## Bacaan
——————————

Nb: Hal yang berbeda dari pondok ini yaitu kita sebagai santri diserahkan dengan seluruhnya, kita mempunyai wewenang dan otoritas. Itu yang membedakan, jadi ketika di pondok lain itu ada pengurus ada yang lain itu dari pihak asatid kalau kita tidak. Kita diserahkan sepenuhnya jadi manajemen pondok. Kemudian tata tertib itu kita yang buat sendiri dan tujuannya juga kita mentaati apa yang kita buat sendiri.
21
Transkip Wawancara Identitas Informan Kode Responden : ABI Kode Data : W/S/ABI Hari/ Tanggal : Selasa, 23 Agustus 2016 Waktu : 22.11 WIB – selesai. A : Seberapa penting peran pendidikan di pesantren dalam pembentukan akhlak? B
: Menurut saya pendidikan pesantren sangat penting sekali, karena menurut saya pendidikan di pesantren sangat komplit sekali, dari sebuah kurikulum di pesantren, kalau melihat pendidikan di pesantren itu sudah mengalahkan pendidikan umum karena dari pagi sampai malam kita mengaji. Kalau masalah akhlak itu muncul dari pribadi masing-masing, karakter seseorang memang berbeda-beda, tapi karena kita seorang santri yang hidup di pesantren, dan pesantren adalah tempat untuk membentuk diri menjadi lebih baik.
A
: Dalam proses pembelajaran/ pendidikan akhlak tentunya ada faktor yang menjadi penghambat dan penunjang: a. Faktor apa saja yang menjadi penghambat dalam proses pendidikan akhlak di pondok pesantren Salafiyah Pulutan? b. Faktor apa saja yang menjadi penunjang dalam proses pembentukan akhlak?
B
: Faktor utama yang menjadi penghambat adalah dari lingkungan yang ada di pesantren, yang namanya sifat negatif itu cepat diikuti para santri, soalnya yang berbau negatif itu pasti berbau kenikmatan.contoh disaat ada suara adzan ternyata kita asik main ps, padahal adzan adalah panggilan Allah. Ketika kita sering keluar, jangang ngaji itu juga faktor penghambat karena yang namanya maksiat itu memang asik, tapi jangan ditiru.

——————————

## Data yang Diberikan
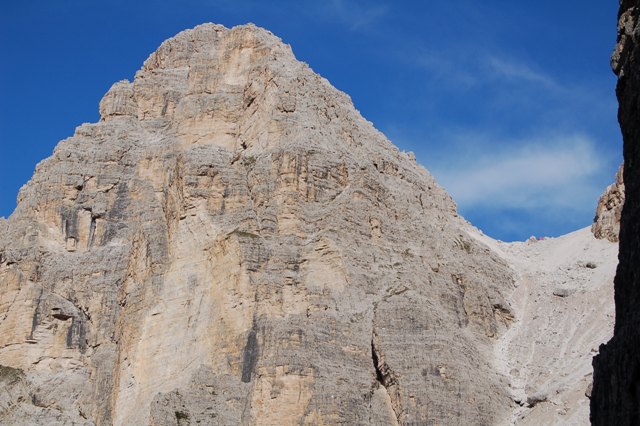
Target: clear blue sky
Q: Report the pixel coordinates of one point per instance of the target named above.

——————————

## Daftar Permintaan
[1] Menurut wawancara tentang pendidikan pesantren, kapan wawancara dengan informan berkode ABI dilaksanakan?
[2] Sambung wawancara tentang pendidikan pesantren, dimulai tepat sesudah kalimat terakhirnya.
Data tersebut diambil dari sumber lain.

## Hasil per Tugas
[1] Selasa, 23 Agustus 2016, pukul 22.11 WIB.

[2]
A
: Apa saja bentuk-bentuk pembinaan akhlaqul karimah di pondok pesantren Salafiyah Pulutan?
B
: Kita dilatih disiplin oleh romo Kyai, khususnya shalat jamaah. Misalnya, saat pagi kyai berupaya membangunkan santri agar ikut berjama’ah subuh. Kyai juga menunjukkan kewibawaan dengan memberi contoh tauladan yang baik, dimana para santri mengikuti hal tersebut.
A
: Pembiasaan apa saja yang diajarkan oleh para asatid/ Kyai kepada para santri yang ada di pondok pesantren Salafiyah?
B
: Selalu istiqomah dalam mengaji, dalam rangka menambah wawasan ilmu, entah santrinya itu banyak ataupun sedikit.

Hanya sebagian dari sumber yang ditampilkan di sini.